- PROBLEMS TO SOLVE:
• A. Answer these questions about the mailing-list post on large MPI, one line each:
(i) On what date was the post sent?
(ii) Which operating system does the writer believe could handle a large number of serial ports?
(iii) According to the writer, what works the way the final sentence describes?
• B. Condense the paragraph of the mailing-list post that begins "I'm sure, too, that OS9" into a bulleted list that keeps its main points.

- EXCERPT PROVIDED:

+---+

[Coco] Utility of large MPI

Dave Philipsen dave at davebiz.com
Wed Feb 3 18:38:40 EST 2016


I know I'm kind of jumping in the middle of this conversation and I 
haven't followed it that closely as it has progressed but I just thought 
I'd interject a thought here for whatever it's worth.

I'm sure, too, that OS9 could handle a large number of serial ports.  A 
couple of things that would lessen the load on the CPU would be a way of 
consolidating multiple ports to one interrupt and a register that would 
indicate which port(s) were causing the interrupt.  Also, a buffered 
UART would probably help quite a bit. If instead of getting an interrupt 
for every single character received the CPU could get an interrupt when 
a buffer  reaches a predefined level, then the interrupt routine could 
suck multiple characters from multiple UARTs with just one interrupt.  
This is the way some modern multi-port serial cards work.

+---+

- DATA LISTING:
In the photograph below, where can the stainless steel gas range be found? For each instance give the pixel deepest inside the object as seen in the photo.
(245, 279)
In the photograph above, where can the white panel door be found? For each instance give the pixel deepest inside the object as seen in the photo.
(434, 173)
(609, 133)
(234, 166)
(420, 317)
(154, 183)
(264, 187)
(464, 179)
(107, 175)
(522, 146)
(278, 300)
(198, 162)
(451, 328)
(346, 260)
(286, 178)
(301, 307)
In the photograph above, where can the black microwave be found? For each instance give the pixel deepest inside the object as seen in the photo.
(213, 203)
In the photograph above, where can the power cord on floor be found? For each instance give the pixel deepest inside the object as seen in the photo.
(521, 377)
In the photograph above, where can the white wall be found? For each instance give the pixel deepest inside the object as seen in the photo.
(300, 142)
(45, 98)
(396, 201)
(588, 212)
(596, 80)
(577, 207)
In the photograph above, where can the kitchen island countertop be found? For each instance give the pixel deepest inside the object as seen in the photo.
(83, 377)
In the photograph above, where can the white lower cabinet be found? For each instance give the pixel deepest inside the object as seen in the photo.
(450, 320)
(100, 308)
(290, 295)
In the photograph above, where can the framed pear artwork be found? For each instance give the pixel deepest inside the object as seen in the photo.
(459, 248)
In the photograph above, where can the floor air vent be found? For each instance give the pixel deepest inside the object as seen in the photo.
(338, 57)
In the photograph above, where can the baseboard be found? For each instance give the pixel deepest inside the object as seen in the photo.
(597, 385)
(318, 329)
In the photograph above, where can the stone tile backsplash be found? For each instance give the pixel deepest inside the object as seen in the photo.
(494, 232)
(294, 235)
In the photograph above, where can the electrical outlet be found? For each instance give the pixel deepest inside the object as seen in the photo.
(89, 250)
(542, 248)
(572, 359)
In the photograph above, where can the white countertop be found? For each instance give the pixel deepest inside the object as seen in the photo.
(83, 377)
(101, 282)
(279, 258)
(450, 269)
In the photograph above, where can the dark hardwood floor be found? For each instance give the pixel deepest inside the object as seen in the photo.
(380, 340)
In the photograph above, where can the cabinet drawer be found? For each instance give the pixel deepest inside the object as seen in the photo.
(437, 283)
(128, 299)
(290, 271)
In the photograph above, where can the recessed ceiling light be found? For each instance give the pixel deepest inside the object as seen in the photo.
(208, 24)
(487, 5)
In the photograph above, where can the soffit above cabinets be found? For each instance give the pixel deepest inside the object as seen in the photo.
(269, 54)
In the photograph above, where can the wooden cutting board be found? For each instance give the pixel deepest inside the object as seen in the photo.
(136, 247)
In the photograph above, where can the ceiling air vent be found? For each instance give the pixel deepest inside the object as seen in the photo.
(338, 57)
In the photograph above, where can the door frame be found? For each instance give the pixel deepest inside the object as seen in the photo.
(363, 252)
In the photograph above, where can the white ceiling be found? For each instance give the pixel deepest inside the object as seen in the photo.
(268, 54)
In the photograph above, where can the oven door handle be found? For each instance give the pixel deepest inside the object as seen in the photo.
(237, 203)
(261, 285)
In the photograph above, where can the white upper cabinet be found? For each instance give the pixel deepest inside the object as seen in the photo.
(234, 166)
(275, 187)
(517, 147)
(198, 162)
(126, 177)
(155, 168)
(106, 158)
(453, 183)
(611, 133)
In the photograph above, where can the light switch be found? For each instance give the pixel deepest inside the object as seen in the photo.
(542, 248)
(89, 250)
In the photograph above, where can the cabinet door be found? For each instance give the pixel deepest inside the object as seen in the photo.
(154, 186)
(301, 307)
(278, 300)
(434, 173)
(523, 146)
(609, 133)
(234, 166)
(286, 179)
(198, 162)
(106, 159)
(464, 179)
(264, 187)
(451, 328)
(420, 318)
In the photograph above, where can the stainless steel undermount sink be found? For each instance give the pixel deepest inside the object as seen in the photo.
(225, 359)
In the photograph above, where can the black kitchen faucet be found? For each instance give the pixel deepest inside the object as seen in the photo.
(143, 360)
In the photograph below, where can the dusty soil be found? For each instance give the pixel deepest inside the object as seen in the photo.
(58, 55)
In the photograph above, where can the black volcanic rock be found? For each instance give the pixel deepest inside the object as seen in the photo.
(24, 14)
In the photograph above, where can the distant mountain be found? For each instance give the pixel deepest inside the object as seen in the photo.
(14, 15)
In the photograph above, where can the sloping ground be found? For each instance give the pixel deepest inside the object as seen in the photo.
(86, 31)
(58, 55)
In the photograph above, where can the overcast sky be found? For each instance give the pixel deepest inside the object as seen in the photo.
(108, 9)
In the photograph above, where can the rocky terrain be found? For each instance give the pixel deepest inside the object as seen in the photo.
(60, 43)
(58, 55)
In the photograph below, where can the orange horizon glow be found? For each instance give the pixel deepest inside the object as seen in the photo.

+---+

- RESULTS IN ORDER:
• A.
(i) Wednesday, February 3, 2016
(ii) OS9
(iii) Some modern multi-port serial cards

• B.
- OS9 could likely handle a large number of serial ports.
- CPU load could be reduced by consolidating multiple ports onto one interrupt.
- A register could indicate which port or ports caused the interrupt.
- A buffered UART would also help considerably.
- With buffering, the CPU would get an interrupt only when a buffer reaches a predefined level, not for every received character.
- A single interrupt routine could then pull multiple characters from multiple UARTs.
- Some modern multi-port serial cards work this way.